- [Exercise directions]: List every specific article of clothing the woman is described as wearing in the article below on female competitiveness.

- [Selected extract]:
--
The New York Times recently ran a story about an experiment testing the competitiveness of the human female. For it, researchers had a woman, who “embodied qualities considered attractive from an evolutionary perspective,” interrupt a lecture about female friendships. Sometimes she was dressed casual, in a T-shirt and jeans, and other times she wore a low-cut blouse and a short skirt.
When she wore the jeans the female students took little notice of her. When she wore her sexy duds almost all of the students reacted negatively.
Their researchers conclusion? Stigmatizing female promiscuity, what the kids are calling slut-shaming, is something women, and not men, do to other women. Why?
“Sex is coveted by men… Accordingly, women limit access as a way of maintaining advantage in the negotiation of this resource. Women who make sex too readily available compromise the power-holding position of the group, which is why many women are particularly intolerant of women who are, or seem to be, promiscuous.”
So, in summary, judging other women for dressing risque is all about our competition for men.
I’m not so sure about this.Their research might be sound, but their explanation as to why women react with hostility towards scantily dressed ladies feels a little retro.
Their hypothesis is built on the assumption that women can’t but help but view one another in terms of their value in the eyes of men. Or, as Soraya Roberts put it over at the Daily Beast, “when it comes to competition, the focus continues to be on men, even where women are involved. Science says that when ladies compete it’s to land a dude or to look beautiful (to the same ends), rather than to, say, land a bonus or look professional.”
So I’d like to offer another completely personal, totally untested, highly anecdotal way to look at this. It isn’t scientific, but then again, this wouldn’t be the first time someone inserted their individual bias into a scientific study. The difference here is that I’m aware of it.
--
Dataset entries
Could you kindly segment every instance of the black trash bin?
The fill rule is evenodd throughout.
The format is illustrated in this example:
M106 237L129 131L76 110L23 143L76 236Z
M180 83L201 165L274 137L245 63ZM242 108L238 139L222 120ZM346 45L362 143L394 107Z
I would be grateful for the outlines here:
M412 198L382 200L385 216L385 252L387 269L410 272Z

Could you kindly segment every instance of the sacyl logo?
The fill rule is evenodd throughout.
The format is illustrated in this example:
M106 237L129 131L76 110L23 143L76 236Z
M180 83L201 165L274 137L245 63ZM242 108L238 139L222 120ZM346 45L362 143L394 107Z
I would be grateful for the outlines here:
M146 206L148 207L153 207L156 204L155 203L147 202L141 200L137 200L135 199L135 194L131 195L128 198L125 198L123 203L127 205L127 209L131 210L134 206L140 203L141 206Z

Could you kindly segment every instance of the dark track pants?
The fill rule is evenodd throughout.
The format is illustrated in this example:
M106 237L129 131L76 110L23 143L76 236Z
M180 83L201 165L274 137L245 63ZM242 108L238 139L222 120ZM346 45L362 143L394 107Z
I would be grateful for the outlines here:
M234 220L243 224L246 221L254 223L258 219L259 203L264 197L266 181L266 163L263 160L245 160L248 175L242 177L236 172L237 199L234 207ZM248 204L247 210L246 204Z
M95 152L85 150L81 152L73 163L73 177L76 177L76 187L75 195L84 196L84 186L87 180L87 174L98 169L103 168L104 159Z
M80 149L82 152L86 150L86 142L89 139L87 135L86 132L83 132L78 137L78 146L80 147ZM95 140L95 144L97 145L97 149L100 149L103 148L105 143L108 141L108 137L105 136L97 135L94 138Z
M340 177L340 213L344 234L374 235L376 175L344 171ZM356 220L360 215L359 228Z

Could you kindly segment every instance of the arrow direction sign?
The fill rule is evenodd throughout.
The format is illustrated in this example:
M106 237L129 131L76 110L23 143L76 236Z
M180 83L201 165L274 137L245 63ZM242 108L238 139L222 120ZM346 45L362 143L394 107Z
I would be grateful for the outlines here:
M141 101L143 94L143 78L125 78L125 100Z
--
- [Full solution]: T-shirt, jeans, low-cut blouse, short skirt